** WORK TO BE COMPLETED **
Every line of the material is to be duplicated precisely.

** DATA IN THIS EXERCISE **
== Segment start ==

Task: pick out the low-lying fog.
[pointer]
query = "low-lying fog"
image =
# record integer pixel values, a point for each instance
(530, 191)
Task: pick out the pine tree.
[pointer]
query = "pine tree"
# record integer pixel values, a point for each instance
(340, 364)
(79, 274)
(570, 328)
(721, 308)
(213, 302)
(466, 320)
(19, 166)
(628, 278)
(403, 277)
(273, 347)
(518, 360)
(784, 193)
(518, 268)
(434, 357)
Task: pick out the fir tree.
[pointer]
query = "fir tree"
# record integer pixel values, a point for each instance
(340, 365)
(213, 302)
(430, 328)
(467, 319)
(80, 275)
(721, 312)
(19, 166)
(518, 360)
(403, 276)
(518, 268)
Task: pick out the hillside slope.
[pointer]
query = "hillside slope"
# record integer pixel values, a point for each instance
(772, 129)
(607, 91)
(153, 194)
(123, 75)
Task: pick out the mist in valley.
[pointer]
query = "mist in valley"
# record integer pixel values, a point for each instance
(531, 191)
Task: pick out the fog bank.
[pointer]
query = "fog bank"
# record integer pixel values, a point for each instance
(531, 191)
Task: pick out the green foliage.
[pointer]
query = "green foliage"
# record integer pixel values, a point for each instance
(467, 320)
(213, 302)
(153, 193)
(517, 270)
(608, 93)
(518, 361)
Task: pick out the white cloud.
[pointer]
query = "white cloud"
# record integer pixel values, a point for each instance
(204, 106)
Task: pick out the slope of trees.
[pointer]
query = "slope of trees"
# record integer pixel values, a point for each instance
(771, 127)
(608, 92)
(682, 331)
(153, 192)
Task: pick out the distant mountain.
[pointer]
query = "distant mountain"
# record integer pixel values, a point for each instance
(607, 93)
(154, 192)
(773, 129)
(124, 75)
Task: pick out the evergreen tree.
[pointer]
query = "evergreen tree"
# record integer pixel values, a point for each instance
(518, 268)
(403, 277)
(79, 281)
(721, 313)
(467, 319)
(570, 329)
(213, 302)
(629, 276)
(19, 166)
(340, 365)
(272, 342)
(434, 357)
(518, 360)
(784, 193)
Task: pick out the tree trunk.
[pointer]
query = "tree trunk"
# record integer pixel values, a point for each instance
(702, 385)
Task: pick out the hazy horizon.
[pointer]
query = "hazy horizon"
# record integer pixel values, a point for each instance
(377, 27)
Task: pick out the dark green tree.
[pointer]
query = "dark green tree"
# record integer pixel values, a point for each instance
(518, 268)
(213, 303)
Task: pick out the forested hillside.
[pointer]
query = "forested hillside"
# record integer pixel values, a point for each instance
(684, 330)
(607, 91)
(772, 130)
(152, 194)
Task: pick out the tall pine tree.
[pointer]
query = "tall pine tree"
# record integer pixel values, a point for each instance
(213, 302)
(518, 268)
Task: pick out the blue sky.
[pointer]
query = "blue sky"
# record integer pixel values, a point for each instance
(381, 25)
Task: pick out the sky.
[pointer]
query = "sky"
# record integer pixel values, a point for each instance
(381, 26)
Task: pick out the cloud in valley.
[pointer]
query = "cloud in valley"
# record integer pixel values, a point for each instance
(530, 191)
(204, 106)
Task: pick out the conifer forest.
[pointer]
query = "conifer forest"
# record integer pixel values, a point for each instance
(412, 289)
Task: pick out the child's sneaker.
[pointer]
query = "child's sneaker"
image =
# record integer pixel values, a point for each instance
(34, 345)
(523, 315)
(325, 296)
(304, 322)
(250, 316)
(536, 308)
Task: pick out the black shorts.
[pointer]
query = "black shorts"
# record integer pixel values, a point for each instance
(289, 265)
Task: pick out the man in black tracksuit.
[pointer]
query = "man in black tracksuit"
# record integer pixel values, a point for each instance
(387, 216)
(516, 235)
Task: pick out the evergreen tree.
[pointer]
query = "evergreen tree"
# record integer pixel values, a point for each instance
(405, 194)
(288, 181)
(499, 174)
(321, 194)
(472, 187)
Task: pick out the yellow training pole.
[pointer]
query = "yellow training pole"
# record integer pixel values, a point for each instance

== Segment end ==

** RESPONSE TO THIS TASK **
Task: pick out the low-lying fog.
[pointer]
query = "low-lying fog"
image =
# record integer pixel values, a point for each instance
(530, 191)
Task: pick out the pine tree.
[pointer]
query = "pine tree"
# record integer pixel values, a point for each instance
(340, 364)
(79, 274)
(570, 328)
(721, 308)
(213, 302)
(466, 320)
(19, 166)
(628, 278)
(403, 277)
(273, 347)
(518, 360)
(784, 193)
(518, 268)
(434, 357)
Task: pick out the fir tree.
[pointer]
query = "fir tree"
# record integer pixel values, a point for each instance
(340, 365)
(213, 302)
(430, 328)
(467, 319)
(80, 275)
(721, 312)
(19, 166)
(518, 360)
(403, 276)
(518, 268)
Task: pick out the hillside slope.
[pointer]
query = "hillside slope"
# record integer pixel values, a point for each instance
(772, 129)
(607, 91)
(153, 194)
(123, 75)
Task: pick out the mist in valley.
[pointer]
query = "mist in valley"
# record integer pixel values, a point for each instance
(531, 191)
Task: pick out the fog bank.
[pointer]
query = "fog bank"
# record integer pixel values, a point for each instance
(531, 191)
Task: pick out the green foliage.
[pointer]
query = "green foliage"
# record integer pixel values, a point for each instance
(467, 320)
(213, 302)
(153, 193)
(517, 270)
(608, 93)
(518, 361)
Task: pick out the white cloud.
[pointer]
query = "white cloud"
# record integer pixel values, a point for each instance
(204, 106)
Task: pick out the slope of trees.
[pointer]
query = "slope of trees"
# record integer pixel values, a point for each instance
(771, 127)
(608, 92)
(682, 331)
(153, 192)
Task: pick out the distant mountain.
[pointer]
query = "distant mountain"
# record integer pixel values, a point for each instance
(607, 93)
(154, 192)
(773, 129)
(124, 75)
Task: pick out the evergreen tree.
[pointer]
query = "evergreen tree"
# record integer pixel values, a point for each instance
(518, 268)
(403, 277)
(79, 281)
(721, 313)
(467, 319)
(570, 329)
(213, 302)
(629, 276)
(19, 166)
(340, 365)
(272, 342)
(434, 357)
(518, 360)
(784, 193)
Task: pick out the tree trunk.
[pointer]
query = "tree trunk"
# record integer pixel values, a point for each instance
(702, 385)
Task: pick out the hazy horizon.
[pointer]
query = "hazy horizon"
# record integer pixel values, a point for each instance
(377, 27)
Task: pick out the dark green tree.
[pointer]
query = "dark green tree"
# record integer pixel values, a point for each instance
(518, 268)
(213, 303)
Task: pick out the forested hillside.
[pointer]
query = "forested hillside"
# record integer pixel values, a point for each instance
(684, 330)
(607, 91)
(772, 130)
(152, 194)
Task: pick out the tall pine tree.
[pointer]
query = "tall pine tree"
# record integer pixel values, a point for each instance
(213, 302)
(518, 268)
Task: pick out the blue sky.
[pointer]
query = "blue sky"
# record integer pixel values, a point for each instance
(381, 25)
Task: pick out the sky.
[pointer]
query = "sky"
# record integer pixel values, a point for each instance
(381, 26)
Task: pick out the cloud in valley.
[pointer]
query = "cloud in valley"
# record integer pixel values, a point for each instance
(530, 191)
(204, 106)
Task: pick out the conifer forest.
[pointer]
query = "conifer forest"
# record integer pixel values, a point for each instance
(412, 289)
Task: pick out the child's sneaker.
[pointer]
query = "child's sneaker"
image =
# record integer pixel values, a point for each instance
(34, 345)
(523, 315)
(325, 296)
(304, 322)
(250, 316)
(536, 308)
Task: pick out the black shorts.
[pointer]
query = "black shorts"
# record integer pixel values, a point for each instance
(289, 265)
Task: pick out the man in black tracksuit.
[pointer]
query = "man in black tracksuit"
# record integer pixel values, a point for each instance
(387, 216)
(516, 235)
Task: pick out the evergreen tree.
[pointer]
query = "evergreen tree"
# record integer pixel values, a point for each instance
(405, 194)
(288, 181)
(499, 174)
(321, 194)
(472, 187)
Task: pick out the yellow training pole.
[pointer]
query = "yellow training pole"
# record integer pixel values, a point for each instance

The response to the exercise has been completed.